Given task:
Make an exact copy of all the data.

Entries supplied:
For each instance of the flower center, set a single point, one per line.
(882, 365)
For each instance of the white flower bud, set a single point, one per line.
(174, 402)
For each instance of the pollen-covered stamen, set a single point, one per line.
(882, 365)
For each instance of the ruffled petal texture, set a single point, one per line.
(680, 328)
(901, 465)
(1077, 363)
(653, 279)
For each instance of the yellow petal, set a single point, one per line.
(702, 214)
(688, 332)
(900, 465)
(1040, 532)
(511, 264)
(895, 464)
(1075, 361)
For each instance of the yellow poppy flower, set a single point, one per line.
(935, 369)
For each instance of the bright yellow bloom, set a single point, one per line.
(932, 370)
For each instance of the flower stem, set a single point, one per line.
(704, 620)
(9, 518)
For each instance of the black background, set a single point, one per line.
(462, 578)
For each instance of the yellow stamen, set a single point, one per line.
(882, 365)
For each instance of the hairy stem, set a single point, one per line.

Correct output:
For each instance of the flower center, set a single point, one per line.
(882, 365)
For each instance of the white flower bud, set a single point, one per line.
(174, 402)
For each instance of the pollen-covered stamen, set a single point, one per line.
(882, 365)
For each instance of the ruffled petal texture, set a single point, one per line.
(680, 328)
(901, 465)
(1077, 363)
(653, 279)
For each instance of the yellow petal, set a single point, one per line.
(702, 214)
(688, 332)
(900, 465)
(1040, 532)
(511, 264)
(895, 464)
(1075, 361)
For each instance of the yellow poppy flower, set a single point, one per line.
(935, 369)
For each instance of the bright yellow bloom, set a single point, one per line.
(932, 370)
For each instance of the flower stem, set a single point, one per line.
(704, 620)
(9, 518)
For each instance of the black background, set a single point, one per line.
(462, 578)
For each instance of the yellow stamen, set a single point, one per line.
(882, 365)
For each instance of the hairy stem, set a single point, one per line.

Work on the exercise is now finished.